===== Given records =====
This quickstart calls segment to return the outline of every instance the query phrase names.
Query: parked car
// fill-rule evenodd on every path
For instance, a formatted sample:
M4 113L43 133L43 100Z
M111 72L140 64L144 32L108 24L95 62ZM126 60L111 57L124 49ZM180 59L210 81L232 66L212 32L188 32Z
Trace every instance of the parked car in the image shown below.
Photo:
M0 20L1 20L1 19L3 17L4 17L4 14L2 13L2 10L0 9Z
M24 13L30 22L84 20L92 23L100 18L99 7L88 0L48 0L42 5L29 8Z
=====
Render the lines above as a Markdown table with the columns Row and Text, numbering each line and leaving out any blank lines.

# Solution to this task:
| Row | Text |
|---|---|
| 1 | This quickstart calls segment to return the outline of every instance the query phrase names. |
| 2 | Query: parked car |
| 3 | // fill-rule evenodd on every path |
| 4 | For instance, a formatted sample: |
| 5 | M4 113L43 133L43 100Z |
| 6 | M111 72L140 64L144 32L108 24L95 62ZM126 60L111 57L124 49ZM180 59L210 81L232 66L212 32L188 32Z |
| 7 | Trace every instance of the parked car in the image shown below. |
| 8 | Photo: |
| 9 | M0 20L1 20L1 19L3 17L4 17L4 14L2 13L2 10L0 9Z |
| 10 | M24 13L30 22L84 20L92 23L100 18L99 7L88 0L48 0L42 5L29 8Z |